Job. Extract exactly and only the lines from the one containing "compact form (861,535)." through the end of the entries below. Pictures should not appear in the copy.

-- Record list start --

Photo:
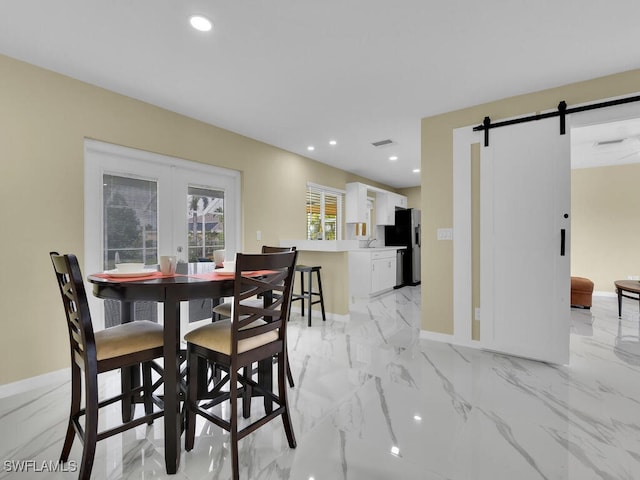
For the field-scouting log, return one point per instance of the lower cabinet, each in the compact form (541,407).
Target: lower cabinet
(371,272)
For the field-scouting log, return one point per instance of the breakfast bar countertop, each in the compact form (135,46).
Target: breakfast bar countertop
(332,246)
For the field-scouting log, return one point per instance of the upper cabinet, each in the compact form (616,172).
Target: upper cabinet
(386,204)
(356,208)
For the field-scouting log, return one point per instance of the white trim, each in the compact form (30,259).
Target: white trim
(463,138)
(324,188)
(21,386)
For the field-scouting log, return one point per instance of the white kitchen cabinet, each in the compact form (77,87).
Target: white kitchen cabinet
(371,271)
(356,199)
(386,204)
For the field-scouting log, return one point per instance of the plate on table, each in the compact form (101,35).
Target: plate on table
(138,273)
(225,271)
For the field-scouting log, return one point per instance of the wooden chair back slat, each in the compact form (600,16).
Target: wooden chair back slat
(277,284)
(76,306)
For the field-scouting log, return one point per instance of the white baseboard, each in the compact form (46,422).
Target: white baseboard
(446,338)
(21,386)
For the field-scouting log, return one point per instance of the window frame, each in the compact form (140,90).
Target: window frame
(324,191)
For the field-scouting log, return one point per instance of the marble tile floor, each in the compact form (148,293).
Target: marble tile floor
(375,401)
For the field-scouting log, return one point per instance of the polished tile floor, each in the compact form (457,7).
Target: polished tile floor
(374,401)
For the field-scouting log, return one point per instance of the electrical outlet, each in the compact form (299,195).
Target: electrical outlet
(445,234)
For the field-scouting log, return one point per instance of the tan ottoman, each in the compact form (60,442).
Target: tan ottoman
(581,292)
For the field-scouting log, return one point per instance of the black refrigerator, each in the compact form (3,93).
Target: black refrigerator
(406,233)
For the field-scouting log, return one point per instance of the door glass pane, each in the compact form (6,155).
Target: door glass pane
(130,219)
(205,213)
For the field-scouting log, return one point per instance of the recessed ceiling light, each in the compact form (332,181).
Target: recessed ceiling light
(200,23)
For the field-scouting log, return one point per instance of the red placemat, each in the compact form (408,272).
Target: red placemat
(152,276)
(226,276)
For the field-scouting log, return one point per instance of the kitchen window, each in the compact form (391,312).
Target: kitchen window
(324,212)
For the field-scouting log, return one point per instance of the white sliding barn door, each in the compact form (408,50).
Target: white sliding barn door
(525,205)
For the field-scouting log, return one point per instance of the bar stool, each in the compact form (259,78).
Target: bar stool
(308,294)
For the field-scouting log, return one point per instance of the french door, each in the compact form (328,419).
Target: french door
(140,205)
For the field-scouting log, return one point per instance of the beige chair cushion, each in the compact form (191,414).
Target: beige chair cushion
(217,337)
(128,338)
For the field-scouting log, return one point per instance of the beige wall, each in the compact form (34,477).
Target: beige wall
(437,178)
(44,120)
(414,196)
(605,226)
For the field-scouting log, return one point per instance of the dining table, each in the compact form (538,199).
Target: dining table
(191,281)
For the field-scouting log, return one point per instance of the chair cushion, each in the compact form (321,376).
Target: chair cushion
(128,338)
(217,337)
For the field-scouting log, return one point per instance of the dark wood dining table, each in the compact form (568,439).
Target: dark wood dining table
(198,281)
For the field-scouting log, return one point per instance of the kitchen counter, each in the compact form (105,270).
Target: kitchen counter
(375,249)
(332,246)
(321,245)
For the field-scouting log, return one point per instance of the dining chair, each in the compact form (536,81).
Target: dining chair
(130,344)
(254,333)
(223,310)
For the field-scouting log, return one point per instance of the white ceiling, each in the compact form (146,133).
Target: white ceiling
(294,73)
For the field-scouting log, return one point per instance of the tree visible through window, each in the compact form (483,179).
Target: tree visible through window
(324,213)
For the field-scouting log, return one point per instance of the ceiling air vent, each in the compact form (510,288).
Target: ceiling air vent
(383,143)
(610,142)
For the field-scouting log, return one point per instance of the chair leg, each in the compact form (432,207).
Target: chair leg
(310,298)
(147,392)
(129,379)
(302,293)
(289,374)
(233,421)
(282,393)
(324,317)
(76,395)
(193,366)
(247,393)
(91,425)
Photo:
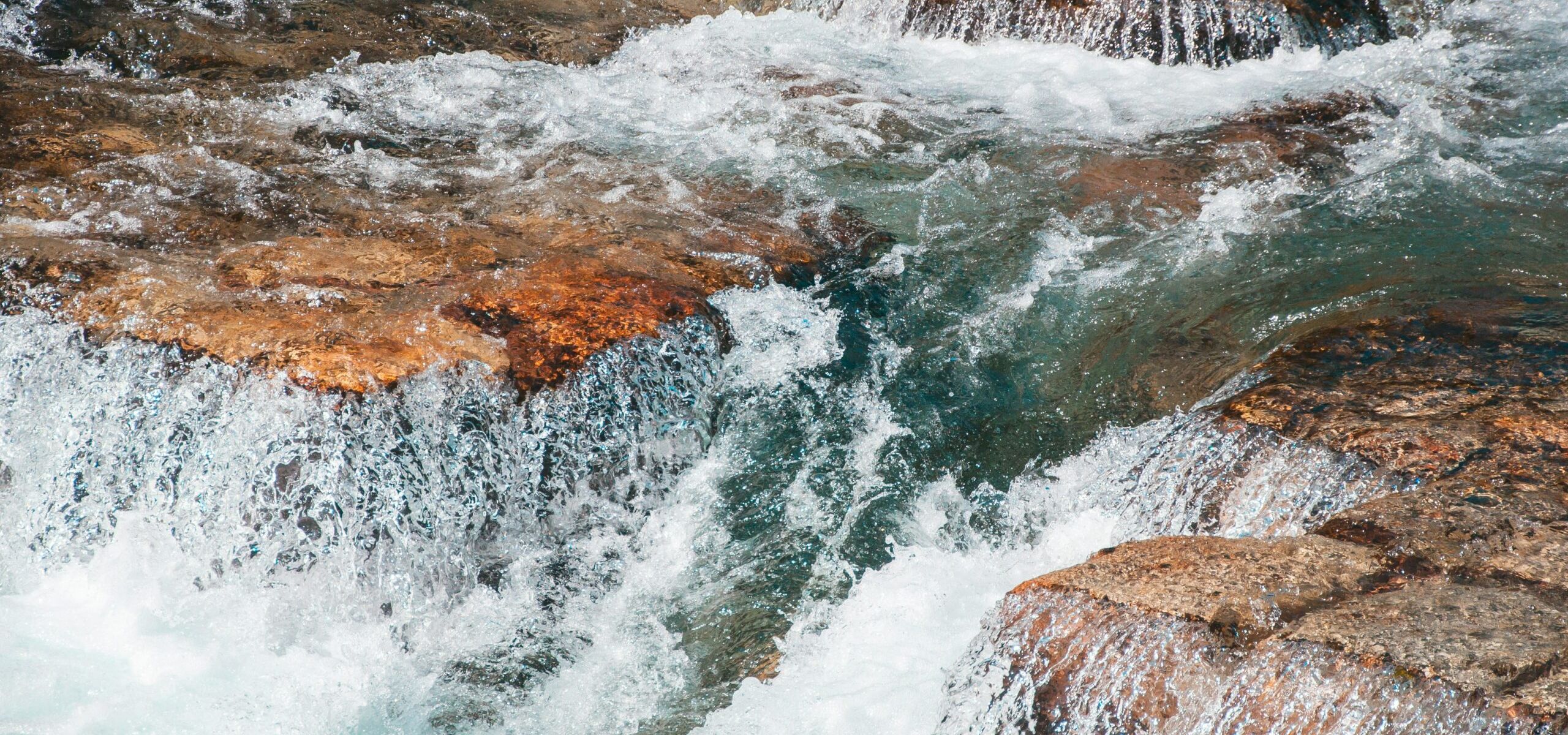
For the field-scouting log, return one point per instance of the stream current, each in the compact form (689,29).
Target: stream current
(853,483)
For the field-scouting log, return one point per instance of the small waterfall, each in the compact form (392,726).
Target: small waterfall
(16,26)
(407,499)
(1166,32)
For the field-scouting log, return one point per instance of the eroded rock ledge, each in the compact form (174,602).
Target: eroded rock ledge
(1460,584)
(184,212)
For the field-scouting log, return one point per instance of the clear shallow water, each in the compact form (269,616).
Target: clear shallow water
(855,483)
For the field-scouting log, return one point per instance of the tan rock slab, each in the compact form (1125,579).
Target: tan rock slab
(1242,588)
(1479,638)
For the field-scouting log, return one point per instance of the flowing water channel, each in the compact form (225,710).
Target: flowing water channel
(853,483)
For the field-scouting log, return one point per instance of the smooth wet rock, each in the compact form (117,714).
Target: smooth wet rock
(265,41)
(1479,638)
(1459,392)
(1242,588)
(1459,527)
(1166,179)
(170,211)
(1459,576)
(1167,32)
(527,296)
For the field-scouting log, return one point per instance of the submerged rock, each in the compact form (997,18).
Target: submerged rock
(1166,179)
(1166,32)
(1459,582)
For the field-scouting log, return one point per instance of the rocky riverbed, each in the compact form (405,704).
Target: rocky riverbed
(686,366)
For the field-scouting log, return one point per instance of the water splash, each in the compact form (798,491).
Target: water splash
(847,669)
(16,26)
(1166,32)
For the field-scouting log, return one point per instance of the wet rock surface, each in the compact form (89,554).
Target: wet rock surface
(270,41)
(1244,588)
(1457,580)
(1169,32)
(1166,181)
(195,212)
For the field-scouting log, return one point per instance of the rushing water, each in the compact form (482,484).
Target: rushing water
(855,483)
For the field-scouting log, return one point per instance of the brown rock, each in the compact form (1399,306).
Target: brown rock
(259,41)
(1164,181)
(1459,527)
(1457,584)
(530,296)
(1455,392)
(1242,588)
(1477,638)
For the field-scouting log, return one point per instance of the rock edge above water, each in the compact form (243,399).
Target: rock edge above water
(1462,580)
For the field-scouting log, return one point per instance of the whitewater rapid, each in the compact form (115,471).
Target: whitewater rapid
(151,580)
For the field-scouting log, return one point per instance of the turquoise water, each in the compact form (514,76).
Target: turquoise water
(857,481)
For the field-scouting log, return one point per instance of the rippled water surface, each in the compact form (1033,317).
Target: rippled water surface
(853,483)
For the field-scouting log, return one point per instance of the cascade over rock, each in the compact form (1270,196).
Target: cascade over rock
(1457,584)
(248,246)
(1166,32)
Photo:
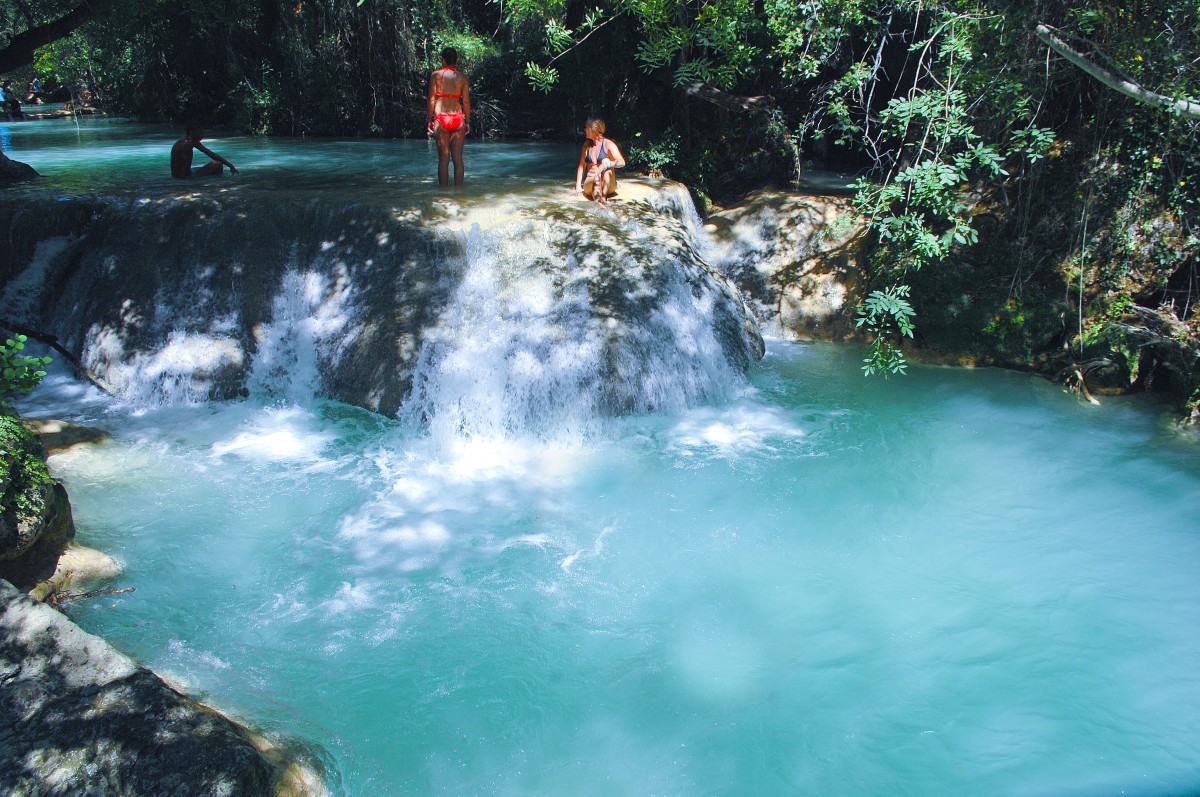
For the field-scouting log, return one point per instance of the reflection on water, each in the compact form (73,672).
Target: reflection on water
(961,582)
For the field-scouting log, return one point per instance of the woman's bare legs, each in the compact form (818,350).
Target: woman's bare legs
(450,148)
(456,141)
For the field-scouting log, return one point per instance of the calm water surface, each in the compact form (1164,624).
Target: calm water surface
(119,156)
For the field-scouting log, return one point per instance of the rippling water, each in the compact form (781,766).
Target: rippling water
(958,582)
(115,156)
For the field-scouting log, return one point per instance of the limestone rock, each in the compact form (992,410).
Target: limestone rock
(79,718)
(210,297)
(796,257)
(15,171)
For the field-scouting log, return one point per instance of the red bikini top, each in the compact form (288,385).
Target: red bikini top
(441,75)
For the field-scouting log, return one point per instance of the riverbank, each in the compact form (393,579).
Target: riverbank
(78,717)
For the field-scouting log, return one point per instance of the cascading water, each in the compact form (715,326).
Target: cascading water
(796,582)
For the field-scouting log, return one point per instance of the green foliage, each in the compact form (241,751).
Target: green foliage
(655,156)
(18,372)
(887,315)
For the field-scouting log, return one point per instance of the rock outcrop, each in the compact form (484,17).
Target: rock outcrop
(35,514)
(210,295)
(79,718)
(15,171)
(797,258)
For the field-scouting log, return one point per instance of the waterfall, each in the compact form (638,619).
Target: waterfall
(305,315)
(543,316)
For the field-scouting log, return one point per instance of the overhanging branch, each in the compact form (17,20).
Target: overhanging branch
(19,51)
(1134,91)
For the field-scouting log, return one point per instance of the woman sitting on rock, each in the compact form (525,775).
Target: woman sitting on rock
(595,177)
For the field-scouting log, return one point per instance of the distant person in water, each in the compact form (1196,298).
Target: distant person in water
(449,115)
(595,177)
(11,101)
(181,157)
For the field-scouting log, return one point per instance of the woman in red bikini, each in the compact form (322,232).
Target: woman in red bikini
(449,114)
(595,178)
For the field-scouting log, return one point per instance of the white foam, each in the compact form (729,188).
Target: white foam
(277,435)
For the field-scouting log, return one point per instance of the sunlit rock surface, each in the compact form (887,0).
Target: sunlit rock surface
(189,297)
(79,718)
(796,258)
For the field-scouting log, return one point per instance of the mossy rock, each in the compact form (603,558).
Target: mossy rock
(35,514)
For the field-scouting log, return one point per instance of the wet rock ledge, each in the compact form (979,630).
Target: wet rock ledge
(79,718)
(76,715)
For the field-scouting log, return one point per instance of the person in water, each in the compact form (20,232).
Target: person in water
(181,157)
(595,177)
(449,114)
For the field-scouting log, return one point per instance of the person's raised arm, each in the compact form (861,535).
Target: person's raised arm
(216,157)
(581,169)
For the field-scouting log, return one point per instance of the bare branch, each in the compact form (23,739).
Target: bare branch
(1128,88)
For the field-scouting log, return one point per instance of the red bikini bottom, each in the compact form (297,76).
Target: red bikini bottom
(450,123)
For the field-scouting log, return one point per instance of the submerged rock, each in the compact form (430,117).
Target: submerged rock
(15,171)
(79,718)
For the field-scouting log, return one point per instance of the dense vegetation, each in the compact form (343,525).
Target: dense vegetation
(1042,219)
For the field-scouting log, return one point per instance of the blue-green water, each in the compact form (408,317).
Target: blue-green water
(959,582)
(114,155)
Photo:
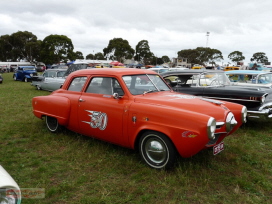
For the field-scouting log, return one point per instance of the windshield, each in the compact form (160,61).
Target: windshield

-- Record list end --

The solution.
For the field-scouting log, return one point per instance of the person's raised arm, each in the compact form (861,535).
Target: person's raised arm
(216,157)
(581,169)
For the field-scouting log, return one point per instance of the bare branch, each in the compact form (23,739).
Target: bare branch
(1128,88)
For the field-scouting log, return one point per instance of the red bikini bottom, each in the compact form (297,76).
Target: red bikini bottom
(450,123)
For the field-scouting log, return one point per instance of the submerged rock, each in the compact form (430,117).
Target: submerged rock
(15,171)
(79,718)
For the field-scouting log, return one point per instance of the dense vegetation, each in the compact form (343,525).
Target: dense vegetation
(1042,219)
For the field-scouting log, return one point per instance of the blue-green water, each in the compact form (408,317).
Target: blue-green water
(959,582)
(114,155)
Photo:
For the field-scouting log, return one point per instance of the windshield, each in the compact form (160,61).
Target: windshield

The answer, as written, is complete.